**Problem statement:** State how many lines of the material below contain the word "green". Case is significant; give the number alone.
##### Data shown
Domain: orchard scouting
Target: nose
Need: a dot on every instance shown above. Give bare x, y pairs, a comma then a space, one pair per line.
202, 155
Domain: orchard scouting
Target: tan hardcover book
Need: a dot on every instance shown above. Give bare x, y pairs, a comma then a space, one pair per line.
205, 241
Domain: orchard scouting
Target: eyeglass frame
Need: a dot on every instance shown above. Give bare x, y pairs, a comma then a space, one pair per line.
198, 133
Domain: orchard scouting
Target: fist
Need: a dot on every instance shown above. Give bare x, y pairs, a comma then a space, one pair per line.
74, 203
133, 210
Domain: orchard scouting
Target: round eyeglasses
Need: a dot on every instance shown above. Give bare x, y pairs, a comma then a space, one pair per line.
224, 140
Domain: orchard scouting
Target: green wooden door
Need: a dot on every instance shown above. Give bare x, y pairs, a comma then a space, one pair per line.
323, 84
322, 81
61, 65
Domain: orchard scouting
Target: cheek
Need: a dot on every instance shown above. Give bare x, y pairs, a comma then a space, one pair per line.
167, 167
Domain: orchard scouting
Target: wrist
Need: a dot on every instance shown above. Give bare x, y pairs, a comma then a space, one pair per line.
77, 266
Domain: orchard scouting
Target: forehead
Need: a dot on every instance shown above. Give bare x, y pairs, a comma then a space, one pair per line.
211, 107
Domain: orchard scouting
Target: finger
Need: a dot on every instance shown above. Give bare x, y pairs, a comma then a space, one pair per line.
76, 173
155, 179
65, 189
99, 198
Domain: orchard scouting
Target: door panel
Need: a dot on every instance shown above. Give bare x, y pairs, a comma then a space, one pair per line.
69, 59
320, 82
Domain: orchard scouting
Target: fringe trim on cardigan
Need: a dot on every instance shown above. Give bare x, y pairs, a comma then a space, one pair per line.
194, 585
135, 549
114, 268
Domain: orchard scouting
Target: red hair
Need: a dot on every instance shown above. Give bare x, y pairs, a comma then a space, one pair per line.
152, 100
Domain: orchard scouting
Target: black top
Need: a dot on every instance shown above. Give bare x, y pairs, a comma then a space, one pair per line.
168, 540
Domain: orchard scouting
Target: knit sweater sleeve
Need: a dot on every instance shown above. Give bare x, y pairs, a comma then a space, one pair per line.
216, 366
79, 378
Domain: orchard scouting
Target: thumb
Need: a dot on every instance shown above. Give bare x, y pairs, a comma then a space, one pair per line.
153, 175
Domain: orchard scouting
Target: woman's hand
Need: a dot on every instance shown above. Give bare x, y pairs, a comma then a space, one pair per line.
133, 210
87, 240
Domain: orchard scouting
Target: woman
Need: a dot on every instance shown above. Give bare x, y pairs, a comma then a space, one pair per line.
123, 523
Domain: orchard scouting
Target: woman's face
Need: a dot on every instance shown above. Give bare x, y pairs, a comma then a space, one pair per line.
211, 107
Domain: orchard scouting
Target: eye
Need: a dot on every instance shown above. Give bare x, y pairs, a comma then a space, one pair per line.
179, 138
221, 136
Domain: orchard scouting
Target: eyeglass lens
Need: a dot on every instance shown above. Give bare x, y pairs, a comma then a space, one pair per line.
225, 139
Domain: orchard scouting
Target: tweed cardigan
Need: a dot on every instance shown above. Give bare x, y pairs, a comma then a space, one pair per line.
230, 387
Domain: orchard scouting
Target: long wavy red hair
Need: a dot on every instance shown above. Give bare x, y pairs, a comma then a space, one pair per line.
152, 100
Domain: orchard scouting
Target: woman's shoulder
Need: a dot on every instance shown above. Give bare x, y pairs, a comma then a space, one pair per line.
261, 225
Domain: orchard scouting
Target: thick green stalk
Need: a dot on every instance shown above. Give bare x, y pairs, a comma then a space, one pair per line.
##########
**Task result:** 2